OBJECTIVE.
Please output the entries below from the line that contains "The response SHOULD mark one point per instance of the museum" through the final line, reproduced exactly and alone.

AVAILABLE RECORDS.
- - - - -
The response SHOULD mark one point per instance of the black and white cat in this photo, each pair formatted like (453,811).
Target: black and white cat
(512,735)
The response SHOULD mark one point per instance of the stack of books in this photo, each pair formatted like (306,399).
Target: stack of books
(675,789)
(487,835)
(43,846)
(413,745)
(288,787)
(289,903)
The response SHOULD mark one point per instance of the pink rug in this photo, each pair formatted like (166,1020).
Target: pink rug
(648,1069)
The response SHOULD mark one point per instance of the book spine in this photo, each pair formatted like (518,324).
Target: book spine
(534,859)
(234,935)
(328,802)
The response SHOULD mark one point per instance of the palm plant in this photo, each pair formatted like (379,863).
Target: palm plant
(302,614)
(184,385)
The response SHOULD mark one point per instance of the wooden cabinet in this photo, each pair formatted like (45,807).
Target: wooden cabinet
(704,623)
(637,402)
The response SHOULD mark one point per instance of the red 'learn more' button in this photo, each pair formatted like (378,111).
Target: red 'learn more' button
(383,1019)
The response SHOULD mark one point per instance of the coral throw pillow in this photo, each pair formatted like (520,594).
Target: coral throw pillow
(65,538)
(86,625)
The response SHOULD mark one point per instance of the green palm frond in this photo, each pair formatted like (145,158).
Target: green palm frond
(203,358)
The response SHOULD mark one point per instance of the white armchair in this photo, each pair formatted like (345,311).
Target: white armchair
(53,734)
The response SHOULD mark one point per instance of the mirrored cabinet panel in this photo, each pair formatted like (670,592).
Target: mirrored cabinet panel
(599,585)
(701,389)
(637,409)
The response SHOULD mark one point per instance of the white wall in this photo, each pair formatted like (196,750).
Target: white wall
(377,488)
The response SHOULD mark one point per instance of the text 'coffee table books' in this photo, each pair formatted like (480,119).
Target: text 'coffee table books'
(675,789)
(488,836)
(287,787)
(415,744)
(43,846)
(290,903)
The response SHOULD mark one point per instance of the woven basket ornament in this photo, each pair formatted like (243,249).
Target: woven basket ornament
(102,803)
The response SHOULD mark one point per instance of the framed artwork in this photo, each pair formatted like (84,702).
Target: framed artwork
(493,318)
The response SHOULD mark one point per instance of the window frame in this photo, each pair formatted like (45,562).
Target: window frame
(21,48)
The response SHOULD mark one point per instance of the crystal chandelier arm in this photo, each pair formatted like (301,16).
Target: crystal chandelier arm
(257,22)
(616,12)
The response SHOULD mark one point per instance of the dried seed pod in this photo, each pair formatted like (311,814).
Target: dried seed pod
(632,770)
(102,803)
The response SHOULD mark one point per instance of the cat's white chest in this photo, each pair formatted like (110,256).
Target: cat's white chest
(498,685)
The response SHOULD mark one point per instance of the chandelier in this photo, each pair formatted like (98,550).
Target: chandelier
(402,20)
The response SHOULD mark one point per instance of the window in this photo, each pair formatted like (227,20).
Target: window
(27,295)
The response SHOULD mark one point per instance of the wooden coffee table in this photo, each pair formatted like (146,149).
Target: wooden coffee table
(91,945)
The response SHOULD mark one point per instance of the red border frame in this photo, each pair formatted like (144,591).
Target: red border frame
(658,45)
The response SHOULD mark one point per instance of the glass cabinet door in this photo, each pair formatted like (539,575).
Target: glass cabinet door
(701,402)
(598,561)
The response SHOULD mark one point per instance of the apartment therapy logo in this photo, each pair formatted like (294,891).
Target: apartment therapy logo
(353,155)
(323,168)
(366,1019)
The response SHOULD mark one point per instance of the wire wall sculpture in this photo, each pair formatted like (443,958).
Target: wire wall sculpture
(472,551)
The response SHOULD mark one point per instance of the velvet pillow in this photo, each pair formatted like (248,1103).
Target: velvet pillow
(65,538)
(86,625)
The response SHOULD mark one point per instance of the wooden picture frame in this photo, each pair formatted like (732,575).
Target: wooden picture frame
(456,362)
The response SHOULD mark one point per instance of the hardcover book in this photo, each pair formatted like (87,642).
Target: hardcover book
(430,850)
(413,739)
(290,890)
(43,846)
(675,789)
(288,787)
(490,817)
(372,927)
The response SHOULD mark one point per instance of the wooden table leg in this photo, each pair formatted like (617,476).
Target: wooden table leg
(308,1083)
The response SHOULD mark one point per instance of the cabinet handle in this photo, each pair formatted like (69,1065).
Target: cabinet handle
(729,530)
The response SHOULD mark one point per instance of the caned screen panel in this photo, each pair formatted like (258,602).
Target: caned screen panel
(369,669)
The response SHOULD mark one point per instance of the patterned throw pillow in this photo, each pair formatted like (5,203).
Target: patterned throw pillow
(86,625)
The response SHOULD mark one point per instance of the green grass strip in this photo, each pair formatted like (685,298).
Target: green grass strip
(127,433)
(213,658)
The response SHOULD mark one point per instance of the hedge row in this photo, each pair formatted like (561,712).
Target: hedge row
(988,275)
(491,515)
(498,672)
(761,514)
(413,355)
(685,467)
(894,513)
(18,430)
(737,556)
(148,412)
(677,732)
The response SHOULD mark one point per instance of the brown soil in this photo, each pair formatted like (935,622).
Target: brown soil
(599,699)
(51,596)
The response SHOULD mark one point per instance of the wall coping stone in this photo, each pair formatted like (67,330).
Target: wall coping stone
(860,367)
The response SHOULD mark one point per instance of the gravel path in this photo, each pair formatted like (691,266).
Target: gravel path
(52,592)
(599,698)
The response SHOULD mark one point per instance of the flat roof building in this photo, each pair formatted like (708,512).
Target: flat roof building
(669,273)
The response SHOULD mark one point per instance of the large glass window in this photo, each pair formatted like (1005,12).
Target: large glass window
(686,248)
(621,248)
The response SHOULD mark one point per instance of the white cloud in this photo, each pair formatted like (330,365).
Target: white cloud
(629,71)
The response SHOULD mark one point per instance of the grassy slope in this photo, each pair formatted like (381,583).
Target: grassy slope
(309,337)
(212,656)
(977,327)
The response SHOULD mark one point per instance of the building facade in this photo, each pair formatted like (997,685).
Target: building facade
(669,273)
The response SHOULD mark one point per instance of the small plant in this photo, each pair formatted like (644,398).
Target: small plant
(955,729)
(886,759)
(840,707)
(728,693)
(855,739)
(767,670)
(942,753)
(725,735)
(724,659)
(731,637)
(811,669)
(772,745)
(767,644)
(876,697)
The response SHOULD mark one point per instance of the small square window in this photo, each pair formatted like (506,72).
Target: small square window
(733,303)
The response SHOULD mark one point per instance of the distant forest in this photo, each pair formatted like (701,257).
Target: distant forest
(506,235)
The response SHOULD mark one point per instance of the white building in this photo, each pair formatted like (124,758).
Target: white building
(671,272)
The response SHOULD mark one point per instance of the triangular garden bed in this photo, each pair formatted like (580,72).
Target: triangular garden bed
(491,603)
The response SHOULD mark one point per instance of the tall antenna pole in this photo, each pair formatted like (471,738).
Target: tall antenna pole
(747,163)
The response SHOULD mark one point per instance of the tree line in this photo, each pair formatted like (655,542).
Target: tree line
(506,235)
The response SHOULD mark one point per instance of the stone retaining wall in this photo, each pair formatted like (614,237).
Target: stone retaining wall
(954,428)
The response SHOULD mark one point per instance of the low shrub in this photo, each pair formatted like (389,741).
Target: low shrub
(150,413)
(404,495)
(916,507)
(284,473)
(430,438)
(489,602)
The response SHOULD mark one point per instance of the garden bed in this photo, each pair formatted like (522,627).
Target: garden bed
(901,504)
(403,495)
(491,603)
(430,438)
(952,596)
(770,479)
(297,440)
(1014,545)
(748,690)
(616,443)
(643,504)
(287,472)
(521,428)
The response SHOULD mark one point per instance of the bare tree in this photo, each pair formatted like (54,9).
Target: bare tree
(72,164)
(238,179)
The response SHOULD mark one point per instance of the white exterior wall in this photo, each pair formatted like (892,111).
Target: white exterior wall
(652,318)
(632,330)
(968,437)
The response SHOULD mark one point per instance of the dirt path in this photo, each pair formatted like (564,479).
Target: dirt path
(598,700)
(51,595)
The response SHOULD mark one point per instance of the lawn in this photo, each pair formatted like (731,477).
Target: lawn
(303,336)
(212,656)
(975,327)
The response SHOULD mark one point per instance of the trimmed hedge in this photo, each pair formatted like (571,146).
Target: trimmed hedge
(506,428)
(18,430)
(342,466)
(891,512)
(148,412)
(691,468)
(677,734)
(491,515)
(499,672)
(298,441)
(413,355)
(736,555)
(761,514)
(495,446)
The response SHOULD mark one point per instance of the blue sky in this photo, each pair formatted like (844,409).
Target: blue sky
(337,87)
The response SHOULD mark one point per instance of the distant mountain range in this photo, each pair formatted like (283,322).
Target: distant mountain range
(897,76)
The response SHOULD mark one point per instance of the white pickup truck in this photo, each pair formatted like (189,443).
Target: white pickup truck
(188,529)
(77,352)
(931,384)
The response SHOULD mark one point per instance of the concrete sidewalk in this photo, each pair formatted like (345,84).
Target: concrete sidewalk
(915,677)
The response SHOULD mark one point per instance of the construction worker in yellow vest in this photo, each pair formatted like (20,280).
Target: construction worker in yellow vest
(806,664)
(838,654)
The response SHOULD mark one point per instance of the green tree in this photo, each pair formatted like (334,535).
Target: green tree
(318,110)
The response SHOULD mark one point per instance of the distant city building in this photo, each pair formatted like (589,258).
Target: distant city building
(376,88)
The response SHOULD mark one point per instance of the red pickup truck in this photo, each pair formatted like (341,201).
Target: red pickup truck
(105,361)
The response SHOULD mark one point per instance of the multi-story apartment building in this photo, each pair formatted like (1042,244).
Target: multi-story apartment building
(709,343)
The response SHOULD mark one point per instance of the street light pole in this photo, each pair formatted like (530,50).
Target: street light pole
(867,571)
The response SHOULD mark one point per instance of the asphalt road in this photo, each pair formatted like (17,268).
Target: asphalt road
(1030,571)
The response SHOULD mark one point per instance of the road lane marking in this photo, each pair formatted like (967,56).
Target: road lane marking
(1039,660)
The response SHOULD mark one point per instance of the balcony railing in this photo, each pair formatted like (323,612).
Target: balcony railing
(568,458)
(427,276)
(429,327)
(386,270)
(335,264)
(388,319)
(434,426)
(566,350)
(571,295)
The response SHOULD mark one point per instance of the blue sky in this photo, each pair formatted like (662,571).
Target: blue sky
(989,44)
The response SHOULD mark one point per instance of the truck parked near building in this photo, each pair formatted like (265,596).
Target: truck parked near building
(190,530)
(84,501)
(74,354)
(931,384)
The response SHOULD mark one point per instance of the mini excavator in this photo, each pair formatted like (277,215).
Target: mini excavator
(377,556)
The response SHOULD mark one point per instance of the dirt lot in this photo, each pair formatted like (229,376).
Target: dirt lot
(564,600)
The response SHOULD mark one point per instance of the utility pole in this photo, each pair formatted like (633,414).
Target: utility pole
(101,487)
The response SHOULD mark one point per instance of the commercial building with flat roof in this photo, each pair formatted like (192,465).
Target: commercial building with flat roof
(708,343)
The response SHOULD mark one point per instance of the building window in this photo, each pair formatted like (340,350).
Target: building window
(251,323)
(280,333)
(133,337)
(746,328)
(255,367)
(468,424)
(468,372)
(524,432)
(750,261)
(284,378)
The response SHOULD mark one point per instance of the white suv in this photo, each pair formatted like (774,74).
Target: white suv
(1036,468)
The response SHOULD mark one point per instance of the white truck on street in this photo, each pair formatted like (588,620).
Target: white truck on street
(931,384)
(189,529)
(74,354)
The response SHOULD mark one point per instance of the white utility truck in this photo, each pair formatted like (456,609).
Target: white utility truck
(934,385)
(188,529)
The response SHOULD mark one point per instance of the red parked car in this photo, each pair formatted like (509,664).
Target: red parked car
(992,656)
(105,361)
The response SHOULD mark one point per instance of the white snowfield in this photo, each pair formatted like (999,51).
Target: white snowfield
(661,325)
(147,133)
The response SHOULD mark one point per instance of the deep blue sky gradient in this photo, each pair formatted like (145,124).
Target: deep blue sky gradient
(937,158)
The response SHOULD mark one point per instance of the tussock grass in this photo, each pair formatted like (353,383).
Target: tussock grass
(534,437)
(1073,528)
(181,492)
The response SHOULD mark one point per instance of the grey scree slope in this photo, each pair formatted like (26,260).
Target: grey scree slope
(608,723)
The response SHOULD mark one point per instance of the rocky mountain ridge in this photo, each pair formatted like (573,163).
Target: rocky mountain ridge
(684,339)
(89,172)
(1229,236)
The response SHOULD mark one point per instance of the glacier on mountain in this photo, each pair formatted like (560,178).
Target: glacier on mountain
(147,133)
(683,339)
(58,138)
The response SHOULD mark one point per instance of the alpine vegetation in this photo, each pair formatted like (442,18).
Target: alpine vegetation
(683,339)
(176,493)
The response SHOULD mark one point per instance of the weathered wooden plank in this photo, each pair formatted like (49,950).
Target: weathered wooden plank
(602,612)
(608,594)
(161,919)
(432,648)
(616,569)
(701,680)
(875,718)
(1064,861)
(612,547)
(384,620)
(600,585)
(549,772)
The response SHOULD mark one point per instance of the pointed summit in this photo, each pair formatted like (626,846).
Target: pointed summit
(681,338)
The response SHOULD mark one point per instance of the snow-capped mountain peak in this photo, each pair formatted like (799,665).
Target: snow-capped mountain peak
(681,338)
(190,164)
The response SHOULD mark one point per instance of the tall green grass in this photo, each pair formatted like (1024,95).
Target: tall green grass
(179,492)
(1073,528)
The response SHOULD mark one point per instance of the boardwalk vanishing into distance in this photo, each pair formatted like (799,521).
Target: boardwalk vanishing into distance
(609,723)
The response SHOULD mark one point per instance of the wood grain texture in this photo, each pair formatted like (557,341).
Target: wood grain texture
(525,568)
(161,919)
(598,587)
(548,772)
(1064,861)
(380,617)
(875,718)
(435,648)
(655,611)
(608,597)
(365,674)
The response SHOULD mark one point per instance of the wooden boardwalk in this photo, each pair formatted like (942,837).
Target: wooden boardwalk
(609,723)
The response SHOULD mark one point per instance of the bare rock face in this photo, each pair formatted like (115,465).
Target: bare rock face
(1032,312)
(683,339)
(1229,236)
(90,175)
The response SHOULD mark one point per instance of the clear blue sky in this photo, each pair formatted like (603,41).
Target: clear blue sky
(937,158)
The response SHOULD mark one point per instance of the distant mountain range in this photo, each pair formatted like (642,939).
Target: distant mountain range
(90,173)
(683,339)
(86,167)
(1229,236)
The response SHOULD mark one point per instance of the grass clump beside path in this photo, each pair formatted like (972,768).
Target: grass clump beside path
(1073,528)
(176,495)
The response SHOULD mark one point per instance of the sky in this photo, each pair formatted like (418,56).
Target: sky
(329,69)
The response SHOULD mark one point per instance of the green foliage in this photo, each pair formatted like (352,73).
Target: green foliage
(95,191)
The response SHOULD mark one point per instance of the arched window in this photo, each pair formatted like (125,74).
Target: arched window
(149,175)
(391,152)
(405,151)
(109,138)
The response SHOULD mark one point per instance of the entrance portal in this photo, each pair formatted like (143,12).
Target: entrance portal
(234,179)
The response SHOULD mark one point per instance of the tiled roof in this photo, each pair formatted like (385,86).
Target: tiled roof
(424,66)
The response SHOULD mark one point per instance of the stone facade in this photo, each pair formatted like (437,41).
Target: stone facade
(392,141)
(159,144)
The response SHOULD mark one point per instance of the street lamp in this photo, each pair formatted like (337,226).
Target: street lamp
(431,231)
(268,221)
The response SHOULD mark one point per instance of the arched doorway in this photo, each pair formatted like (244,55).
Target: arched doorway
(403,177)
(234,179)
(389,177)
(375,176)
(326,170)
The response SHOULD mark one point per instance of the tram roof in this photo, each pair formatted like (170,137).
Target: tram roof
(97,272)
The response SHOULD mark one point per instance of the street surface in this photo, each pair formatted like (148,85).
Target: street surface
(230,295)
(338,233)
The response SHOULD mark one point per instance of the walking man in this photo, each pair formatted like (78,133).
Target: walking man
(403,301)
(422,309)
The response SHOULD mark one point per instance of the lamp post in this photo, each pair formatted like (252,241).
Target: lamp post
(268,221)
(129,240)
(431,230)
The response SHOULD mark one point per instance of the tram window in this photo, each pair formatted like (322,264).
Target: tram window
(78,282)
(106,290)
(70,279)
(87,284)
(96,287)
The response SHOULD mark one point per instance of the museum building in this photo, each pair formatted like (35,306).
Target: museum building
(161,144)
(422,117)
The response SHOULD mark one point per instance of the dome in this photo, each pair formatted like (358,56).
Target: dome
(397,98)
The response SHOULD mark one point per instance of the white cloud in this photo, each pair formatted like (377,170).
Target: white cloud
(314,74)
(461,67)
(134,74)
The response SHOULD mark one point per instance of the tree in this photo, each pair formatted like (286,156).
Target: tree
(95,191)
- - - - -
SOLUTION.
The response SHOULD mark one point per instance of the museum building in this photo, each pair formatted like (35,306).
Target: museum building
(161,144)
(422,117)
The response SHOULD mark one point per instance of the dome in this photo, each pair formatted like (358,56).
Target: dome
(397,98)
The response SHOULD mark one point per instance of the white cloud in this photo, each pair formatted like (377,170).
Target: white cloud
(314,74)
(461,67)
(134,74)
The response SHOULD mark one point per instance of the tree in this photo, each pair formatted like (286,156).
Target: tree
(95,191)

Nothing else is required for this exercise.